** Opening EXERCISE INPUT block **
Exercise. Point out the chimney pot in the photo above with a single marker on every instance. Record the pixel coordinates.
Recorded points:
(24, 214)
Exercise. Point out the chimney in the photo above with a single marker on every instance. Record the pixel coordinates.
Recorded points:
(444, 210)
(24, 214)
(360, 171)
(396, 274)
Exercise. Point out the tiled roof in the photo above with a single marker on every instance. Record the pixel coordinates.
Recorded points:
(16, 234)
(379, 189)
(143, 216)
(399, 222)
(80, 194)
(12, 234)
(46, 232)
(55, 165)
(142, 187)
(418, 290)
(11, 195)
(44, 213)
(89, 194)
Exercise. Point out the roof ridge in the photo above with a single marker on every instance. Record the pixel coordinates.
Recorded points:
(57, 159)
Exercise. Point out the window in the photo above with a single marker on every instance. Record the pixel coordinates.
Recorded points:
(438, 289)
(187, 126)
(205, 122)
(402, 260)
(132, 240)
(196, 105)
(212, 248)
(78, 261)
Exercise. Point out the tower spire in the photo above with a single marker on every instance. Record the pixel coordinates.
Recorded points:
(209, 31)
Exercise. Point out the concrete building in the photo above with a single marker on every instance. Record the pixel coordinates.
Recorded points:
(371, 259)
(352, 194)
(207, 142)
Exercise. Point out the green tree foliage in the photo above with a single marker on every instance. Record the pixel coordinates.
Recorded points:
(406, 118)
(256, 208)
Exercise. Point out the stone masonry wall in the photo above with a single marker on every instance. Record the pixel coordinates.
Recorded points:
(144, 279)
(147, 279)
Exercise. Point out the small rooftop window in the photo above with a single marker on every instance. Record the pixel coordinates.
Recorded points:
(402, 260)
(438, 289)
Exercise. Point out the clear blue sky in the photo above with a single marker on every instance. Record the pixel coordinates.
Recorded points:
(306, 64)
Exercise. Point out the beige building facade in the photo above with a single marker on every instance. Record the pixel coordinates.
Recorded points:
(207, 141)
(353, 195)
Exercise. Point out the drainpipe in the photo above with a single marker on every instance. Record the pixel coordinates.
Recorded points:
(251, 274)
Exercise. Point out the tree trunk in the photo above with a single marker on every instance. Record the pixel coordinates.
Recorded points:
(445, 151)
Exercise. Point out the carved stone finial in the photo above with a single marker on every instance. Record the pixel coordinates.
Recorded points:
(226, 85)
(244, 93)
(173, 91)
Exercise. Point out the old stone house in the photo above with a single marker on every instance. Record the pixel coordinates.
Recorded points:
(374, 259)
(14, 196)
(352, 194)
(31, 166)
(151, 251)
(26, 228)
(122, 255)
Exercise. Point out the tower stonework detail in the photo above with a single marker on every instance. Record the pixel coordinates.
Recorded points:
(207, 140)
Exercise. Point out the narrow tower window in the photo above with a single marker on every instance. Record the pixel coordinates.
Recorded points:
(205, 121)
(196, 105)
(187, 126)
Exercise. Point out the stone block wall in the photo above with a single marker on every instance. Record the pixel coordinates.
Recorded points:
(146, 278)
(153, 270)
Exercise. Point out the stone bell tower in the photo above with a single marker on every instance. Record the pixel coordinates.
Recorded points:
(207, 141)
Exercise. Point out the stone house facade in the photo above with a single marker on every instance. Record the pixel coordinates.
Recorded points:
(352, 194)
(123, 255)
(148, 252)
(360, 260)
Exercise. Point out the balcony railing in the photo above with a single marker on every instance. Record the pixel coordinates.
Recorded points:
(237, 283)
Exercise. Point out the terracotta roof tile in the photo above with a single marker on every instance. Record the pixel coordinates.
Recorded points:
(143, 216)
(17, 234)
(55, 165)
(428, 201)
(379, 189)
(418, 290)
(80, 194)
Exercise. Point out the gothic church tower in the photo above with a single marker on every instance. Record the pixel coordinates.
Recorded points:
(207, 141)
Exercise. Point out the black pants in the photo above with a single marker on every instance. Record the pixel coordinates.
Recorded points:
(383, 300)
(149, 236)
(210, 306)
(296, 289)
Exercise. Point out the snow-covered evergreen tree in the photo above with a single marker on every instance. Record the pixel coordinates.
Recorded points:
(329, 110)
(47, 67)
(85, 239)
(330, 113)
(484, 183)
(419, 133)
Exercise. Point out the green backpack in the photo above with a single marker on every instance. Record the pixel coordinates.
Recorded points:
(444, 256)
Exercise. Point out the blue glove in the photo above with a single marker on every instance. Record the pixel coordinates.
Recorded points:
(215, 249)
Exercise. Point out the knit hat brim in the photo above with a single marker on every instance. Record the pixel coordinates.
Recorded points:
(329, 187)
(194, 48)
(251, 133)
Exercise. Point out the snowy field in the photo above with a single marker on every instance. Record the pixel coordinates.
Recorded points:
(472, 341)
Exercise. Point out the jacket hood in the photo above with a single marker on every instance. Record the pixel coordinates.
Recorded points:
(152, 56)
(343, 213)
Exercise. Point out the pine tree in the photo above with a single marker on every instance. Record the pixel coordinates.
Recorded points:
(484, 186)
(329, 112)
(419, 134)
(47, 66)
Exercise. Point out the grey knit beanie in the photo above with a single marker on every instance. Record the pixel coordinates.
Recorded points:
** Closing EXERCISE INPUT block **
§ TASK DIRECTIONS
The data should be printed again exactly, line for line.

§ FINISHED EXERCISE
Exercise. Point out the chimney pot in the photo above with a single marker on every instance. Record the pixel coordinates.
Recorded points:
(24, 214)
Exercise. Point out the chimney in the photo above with a single marker on every instance. Record the pixel coordinates.
Recorded points:
(444, 210)
(24, 214)
(360, 171)
(396, 274)
Exercise. Point out the tiled roof in the photo above with a single marker on every instance. Record the pixel coordinates.
Recorded points:
(16, 234)
(379, 189)
(143, 216)
(399, 222)
(80, 194)
(12, 234)
(46, 232)
(55, 165)
(142, 187)
(418, 290)
(11, 195)
(44, 213)
(89, 194)
Exercise. Point out the roof ridge in the photo above with a single marker on every instance. Record the pixel coordinates.
Recorded points:
(57, 159)
Exercise. Point out the window in the photo above with a single marker on every instance. Record the pixel coordinates.
Recorded points:
(438, 289)
(187, 126)
(205, 122)
(402, 260)
(132, 240)
(196, 105)
(212, 248)
(78, 261)
Exercise. Point out the tower spire in the photo above with a single marker on every instance. Record the pixel coordinates.
Recorded points:
(209, 31)
Exercise. Point out the concrete building in the photo above with a single marker on every instance. Record the pixel coordinates.
Recorded points:
(371, 259)
(352, 194)
(207, 142)
Exercise. Point out the green tree foliage in the photo above with a single marker on every instance. Record the pixel coordinates.
Recorded points:
(406, 118)
(256, 208)
Exercise. Point out the stone masonry wall in the photo above with a single marker on every instance. Record the pixel coordinates.
Recorded points:
(144, 279)
(147, 279)
Exercise. Point out the small rooftop window in the photo above with a single marker on every instance. Record the pixel coordinates.
Recorded points:
(402, 260)
(438, 289)
Exercise. Point out the clear blue sky in the photo above with a single marker on every instance. Record the pixel coordinates.
Recorded points:
(306, 64)
Exercise. Point out the beige building facade in the photo above with a single marker on every instance. Record the pixel coordinates.
Recorded points:
(207, 141)
(353, 195)
Exercise. Point out the drainpipe in the photo above with a single marker on every instance. Record the pixel coordinates.
Recorded points:
(251, 274)
Exercise. Point out the tree trunk in the photo above with a single marker on every instance. Record the pixel coordinates.
Recorded points:
(445, 151)
Exercise. Point out the carved stone finial in the photo above with a single marker on every instance. Record the pixel coordinates.
Recorded points:
(226, 85)
(244, 93)
(173, 91)
Exercise. Point out the old stone house in the photo above with a single marker on every instance. Record the pixel coordinates.
Recorded points:
(374, 259)
(14, 196)
(352, 194)
(31, 166)
(151, 251)
(26, 228)
(122, 255)
Exercise. Point out the tower stonework detail in the photo above with a single marker on every instance. Record the pixel coordinates.
Recorded points:
(207, 140)
Exercise. Point out the narrow tower window in the photo above with a single marker on every instance. Record the pixel coordinates.
Recorded points:
(205, 121)
(196, 105)
(187, 126)
Exercise. Point out the stone block wall in the photo above with a single marker on every instance. Record the pixel coordinates.
Recorded points:
(146, 278)
(153, 270)
Exercise. Point out the stone bell tower in the photo above with a single marker on every instance. Record the pixel coordinates.
Recorded points:
(207, 141)
Exercise. Point out the stone house facade in the photo above with a single marker on every instance. Record the pixel coordinates.
Recorded points:
(352, 194)
(123, 255)
(148, 252)
(360, 260)
Exercise. Point out the balcony railing in the photo above with a single marker on every instance. Record the pixel coordinates.
Recorded points:
(237, 283)
Exercise. Point out the terracotta roof tile in the photo above with a single marker on every instance. Record the pixel coordinates.
Recorded points:
(143, 216)
(17, 234)
(55, 165)
(428, 201)
(379, 189)
(418, 290)
(80, 194)
Exercise. Point out the gothic church tower in the photo above with a single marker on every instance. Record the pixel coordinates.
Recorded points:
(207, 141)
Exercise. Point out the black pants in the photo above with a single marker on every instance. Record the pixel coordinates.
Recorded points:
(383, 300)
(149, 236)
(210, 306)
(296, 289)
Exercise. Point out the snow-covered evergreen tree in the photo above with a single marker on every instance. Record the pixel coordinates.
Recorded points:
(329, 110)
(47, 67)
(85, 239)
(330, 113)
(484, 183)
(419, 133)
Exercise. Point out the green backpack in the photo above with a single marker on every instance. Record the pixel coordinates.
Recorded points:
(444, 256)
Exercise. Point out the blue glove in the photo above with a single marker on every instance. Record the pixel coordinates.
Recorded points:
(215, 249)
Exercise. Point out the knit hat brim in the photo above with a single marker on every instance. Record the pixel coordinates.
Recorded points:
(329, 187)
(194, 48)
(251, 133)
Exercise. Point out the snowy field in the photo above with a single marker on every instance. Record the pixel coordinates.
Recorded points:
(472, 341)
Exercise. Point out the jacket hood in the photo above with a single marker on every instance. Record the pixel coordinates.
Recorded points:
(152, 56)
(343, 213)
Exercise. Point out the pine tree in the photo above with a single marker on every instance. Record the pixel coordinates.
Recorded points:
(484, 186)
(329, 112)
(419, 134)
(47, 66)
Exercise. Point out the grey knit beanie in the photo above with a single marker on every instance. Record the pixel coordinates.
Recorded points:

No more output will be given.